§ **TASK INSTRUCTIONS**
• a. Summarize the passage on women's preventive health coverage in two sentences.
• b. List every preventive health service for women that the passage on women's preventive health coverage names as now available without additional financial strain.
• c. Carry on the passage on women's preventive health coverage from its final sentence.

§ **SELECTED EXCERPT**
• • • •
A win for 47 million women



Beginning today, nearly all employer-sponsored health care plans are required to cover preventive health care services for women with no cost-sharing requirements like co-pays, deductibles or co-insurance. This unprecedented shift in women’s health care was made possible by implementation of policies outlined in the Affordable Care Act.

An estimated 47 million women will now have access to basic health services without additional financial strain, including well-woman visits; screenings for gestational diabetes; HPV testing; sexually transmitted infection testing and counseling; counseling and testing for HIV/AIDS; contraceptive methods and counseling; supplies, counseling, and support for breast feeding; and counseling and screening for interpersonal and domestic violence. These services are vital to ensuring the personal health of women and their families, and reflect a truly momentous shift in attitudes about the importance of women’s preventive health care in the United States.

The Task Force fought hard to successfully turn back efforts aimed at expanding religious exemptions that would block women from receiving critical health care services. We argued that the religious exemption should not be expanded to allow employers loosely affiliated with religious entities, such as hospitals sponsored by religious organizations, to stand in the way of proven, scientific practices that increase the health of women and decrease overall costs to the government. Read more here http://thetaskforceblog.org/2012/01/20/a-win-for-women/.
• • • •
§ **PROVIDED RECORDS**
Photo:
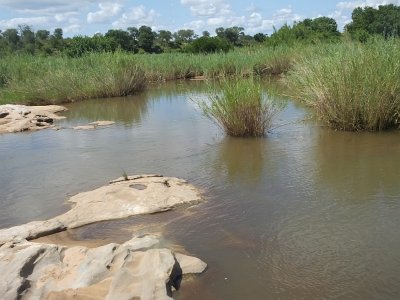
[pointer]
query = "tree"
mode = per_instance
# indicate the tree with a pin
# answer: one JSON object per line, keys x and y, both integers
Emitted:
{"x": 12, "y": 39}
{"x": 146, "y": 38}
{"x": 206, "y": 33}
{"x": 121, "y": 37}
{"x": 27, "y": 38}
{"x": 260, "y": 37}
{"x": 382, "y": 21}
{"x": 56, "y": 40}
{"x": 164, "y": 38}
{"x": 207, "y": 44}
{"x": 184, "y": 36}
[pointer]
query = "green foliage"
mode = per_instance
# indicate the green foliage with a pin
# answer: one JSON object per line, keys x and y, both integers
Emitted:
{"x": 313, "y": 31}
{"x": 352, "y": 86}
{"x": 36, "y": 80}
{"x": 240, "y": 108}
{"x": 383, "y": 21}
{"x": 81, "y": 45}
{"x": 208, "y": 45}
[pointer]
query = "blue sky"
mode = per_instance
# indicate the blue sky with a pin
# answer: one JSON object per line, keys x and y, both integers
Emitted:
{"x": 86, "y": 17}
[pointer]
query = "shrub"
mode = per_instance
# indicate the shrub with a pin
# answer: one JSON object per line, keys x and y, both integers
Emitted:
{"x": 352, "y": 86}
{"x": 240, "y": 108}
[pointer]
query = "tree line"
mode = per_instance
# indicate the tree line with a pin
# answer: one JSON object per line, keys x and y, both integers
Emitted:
{"x": 366, "y": 22}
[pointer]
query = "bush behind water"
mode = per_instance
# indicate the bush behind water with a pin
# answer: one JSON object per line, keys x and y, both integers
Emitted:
{"x": 352, "y": 86}
{"x": 240, "y": 108}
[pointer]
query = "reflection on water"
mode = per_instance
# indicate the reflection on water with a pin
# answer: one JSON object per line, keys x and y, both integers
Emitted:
{"x": 241, "y": 158}
{"x": 306, "y": 213}
{"x": 122, "y": 110}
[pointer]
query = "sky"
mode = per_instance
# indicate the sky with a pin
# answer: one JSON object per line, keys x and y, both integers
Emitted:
{"x": 87, "y": 17}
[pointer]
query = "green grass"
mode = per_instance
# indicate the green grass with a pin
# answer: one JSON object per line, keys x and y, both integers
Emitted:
{"x": 240, "y": 108}
{"x": 352, "y": 86}
{"x": 35, "y": 80}
{"x": 45, "y": 80}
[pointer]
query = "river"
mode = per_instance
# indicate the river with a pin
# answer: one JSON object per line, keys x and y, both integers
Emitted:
{"x": 305, "y": 213}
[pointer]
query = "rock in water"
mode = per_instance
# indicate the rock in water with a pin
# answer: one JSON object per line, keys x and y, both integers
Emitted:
{"x": 119, "y": 199}
{"x": 113, "y": 271}
{"x": 17, "y": 118}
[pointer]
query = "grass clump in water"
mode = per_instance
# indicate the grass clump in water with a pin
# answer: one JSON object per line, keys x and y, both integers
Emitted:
{"x": 352, "y": 86}
{"x": 241, "y": 108}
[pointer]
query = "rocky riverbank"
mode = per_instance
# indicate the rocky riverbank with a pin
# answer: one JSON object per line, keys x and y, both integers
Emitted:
{"x": 138, "y": 268}
{"x": 18, "y": 118}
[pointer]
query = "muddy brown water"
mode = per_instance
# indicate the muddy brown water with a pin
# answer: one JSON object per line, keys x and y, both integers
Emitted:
{"x": 306, "y": 213}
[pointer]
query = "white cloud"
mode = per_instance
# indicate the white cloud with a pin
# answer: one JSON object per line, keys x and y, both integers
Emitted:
{"x": 350, "y": 5}
{"x": 208, "y": 8}
{"x": 13, "y": 23}
{"x": 342, "y": 14}
{"x": 137, "y": 16}
{"x": 106, "y": 12}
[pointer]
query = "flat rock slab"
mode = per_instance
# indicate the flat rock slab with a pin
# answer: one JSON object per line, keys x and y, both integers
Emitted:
{"x": 121, "y": 198}
{"x": 128, "y": 271}
{"x": 18, "y": 118}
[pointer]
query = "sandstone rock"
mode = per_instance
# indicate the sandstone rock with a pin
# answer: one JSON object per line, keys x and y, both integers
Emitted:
{"x": 17, "y": 118}
{"x": 119, "y": 199}
{"x": 113, "y": 271}
{"x": 190, "y": 264}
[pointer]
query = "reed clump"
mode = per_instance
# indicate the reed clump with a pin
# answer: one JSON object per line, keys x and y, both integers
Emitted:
{"x": 240, "y": 108}
{"x": 353, "y": 86}
{"x": 36, "y": 80}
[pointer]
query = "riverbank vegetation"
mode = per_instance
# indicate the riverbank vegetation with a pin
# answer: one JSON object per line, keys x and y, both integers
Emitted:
• • • •
§ **ANSWERS FOR EACH ITEM**
• a. Under the Affordable Care Act, nearly all employer-sponsored health plans must now cover preventive health care services for women without co-pays, deductibles or co-insurance, giving an estimated 47 million women access to services such as well-woman visits, HIV and STI testing, and contraception. The Task Force successfully opposed efforts to expand religious exemptions that would have let employers loosely affiliated with religious entities block women from receiving these services.

• b.
- well-woman visits
- screenings for gestational diabetes
- HPV testing
- sexually transmitted infection testing and counseling
- counseling and testing for HIV/AIDS
- contraceptive methods and counseling
- supplies, counseling, and support for breast feeding
- counseling and screening for interpersonal and domestic violence

• c.
Due to such efforts, the Affordable Care Act now requires nearly all employers or their insurance companies to provide women with basic preventive health services, including contraception. The Center for American Progress has compiled a helpful graphic of all women’s health services, and as the graphic demonstrates, 20.4 million women already are, and will continue to, benefit from these health services. Many women will also no longer have to sacrifice basic necessities in order to ensure they are able to access health services when they need them. It is in the true spirit of equality and justice that the Obama administration has ensured that these women’s health provisions of the Affordable Care Act benefit all women, regardless of their employer, or their diverse identities.